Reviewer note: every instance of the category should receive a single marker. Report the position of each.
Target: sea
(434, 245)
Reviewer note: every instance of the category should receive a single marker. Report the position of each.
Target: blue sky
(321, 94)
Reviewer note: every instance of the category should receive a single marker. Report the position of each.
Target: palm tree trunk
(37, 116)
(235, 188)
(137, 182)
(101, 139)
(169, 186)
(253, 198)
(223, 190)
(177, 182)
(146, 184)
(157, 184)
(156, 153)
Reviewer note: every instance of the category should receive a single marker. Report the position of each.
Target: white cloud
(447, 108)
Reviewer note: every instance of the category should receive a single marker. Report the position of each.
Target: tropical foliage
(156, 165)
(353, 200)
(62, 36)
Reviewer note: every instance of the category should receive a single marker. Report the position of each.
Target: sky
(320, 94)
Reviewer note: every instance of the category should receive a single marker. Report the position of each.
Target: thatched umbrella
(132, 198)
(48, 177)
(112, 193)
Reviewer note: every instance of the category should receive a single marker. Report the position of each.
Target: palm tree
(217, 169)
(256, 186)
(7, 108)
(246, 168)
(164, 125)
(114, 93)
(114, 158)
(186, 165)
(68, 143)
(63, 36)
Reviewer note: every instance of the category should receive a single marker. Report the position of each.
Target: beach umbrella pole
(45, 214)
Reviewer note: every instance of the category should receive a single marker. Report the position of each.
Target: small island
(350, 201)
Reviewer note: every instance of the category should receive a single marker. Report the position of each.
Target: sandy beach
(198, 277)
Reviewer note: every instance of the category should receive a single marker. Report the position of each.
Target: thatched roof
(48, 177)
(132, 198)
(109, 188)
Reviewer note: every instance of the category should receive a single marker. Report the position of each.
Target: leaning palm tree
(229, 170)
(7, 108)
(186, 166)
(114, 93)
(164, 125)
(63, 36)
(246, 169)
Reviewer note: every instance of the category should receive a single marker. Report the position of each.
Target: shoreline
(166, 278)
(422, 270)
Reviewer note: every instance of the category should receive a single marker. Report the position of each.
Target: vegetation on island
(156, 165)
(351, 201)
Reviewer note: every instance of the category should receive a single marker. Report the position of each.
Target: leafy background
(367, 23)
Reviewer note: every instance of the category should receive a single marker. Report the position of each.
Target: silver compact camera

ACTION ITEM – All of the entries above need to be reproduced exactly.

WRITTEN ANSWER –
Reviewer note: every instance of the category should receive a single marker. Report the position of each.
Target: sea
(434, 245)
Reviewer note: every instance of the category should receive a single marker. Report the position of each.
Target: blue sky
(321, 94)
Reviewer note: every instance of the category should receive a single marker. Report the position of each.
Target: palm tree trunk
(37, 116)
(235, 188)
(137, 182)
(101, 139)
(169, 186)
(253, 198)
(223, 190)
(177, 182)
(146, 184)
(157, 184)
(156, 153)
Reviewer note: every instance of the category should receive a single marker. Report the position of each.
Target: white cloud
(447, 108)
Reviewer note: every instance of the category should receive a single marker. Report the position of each.
Target: tropical foliage
(156, 165)
(353, 200)
(62, 36)
Reviewer note: every instance of the category should receive a single marker. Report the position of each.
Target: sky
(320, 94)
Reviewer note: every instance of the category should receive a single marker. Report the position of each.
Target: thatched umbrella
(132, 198)
(48, 177)
(112, 193)
Reviewer note: every instance of the category should receive a single marker. Report the position of each.
Target: palm tree
(217, 169)
(256, 186)
(7, 108)
(246, 168)
(164, 125)
(114, 93)
(114, 158)
(186, 165)
(68, 143)
(63, 36)
Reviewer note: every instance of the category should receive a single marker. Report the position of each.
Target: beach umbrella pole
(45, 214)
Reviewer note: every instance of the category should receive a single marker. Report the position of each.
Target: small island
(350, 201)
Reviewer note: every instance of the category should receive a single marker. Report the position of each.
Target: sandy beach
(198, 277)
Reviewer note: every instance of the category should receive a single marker. Report the position of each.
Target: thatched roof
(48, 177)
(132, 198)
(109, 188)
Reviewer note: every instance of the category should receive a single marker. Report the position of each.
Target: leaning palm tree
(229, 170)
(7, 108)
(186, 166)
(114, 93)
(164, 125)
(63, 36)
(246, 169)
Reviewer note: every instance of the category should receive a single marker. Report the position of each.
Target: shoreline
(166, 278)
(422, 270)
Reviewer note: every instance of the category should receive a single marker. Report the position of each.
Target: vegetation on island
(156, 165)
(351, 201)
Reviewer note: every instance of the category should receive a single marker. Report the position of each.
Target: leafy background
(367, 23)
Reviewer note: every instance of the category should receive a single marker. Report the position of each.
Target: silver compact camera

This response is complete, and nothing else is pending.